YOUR OBJECTIVE
For the records below, print every one exactly, with nothing dropped.

[Collection entries]

***

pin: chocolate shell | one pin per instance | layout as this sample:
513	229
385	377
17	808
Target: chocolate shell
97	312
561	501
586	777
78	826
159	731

***

WRITTEN SOLUTION
pin: chocolate shell | one pin per instance | layout as this sample:
513	229
385	377
17	808
Target: chocolate shell
97	312
561	501
586	777
78	826
159	731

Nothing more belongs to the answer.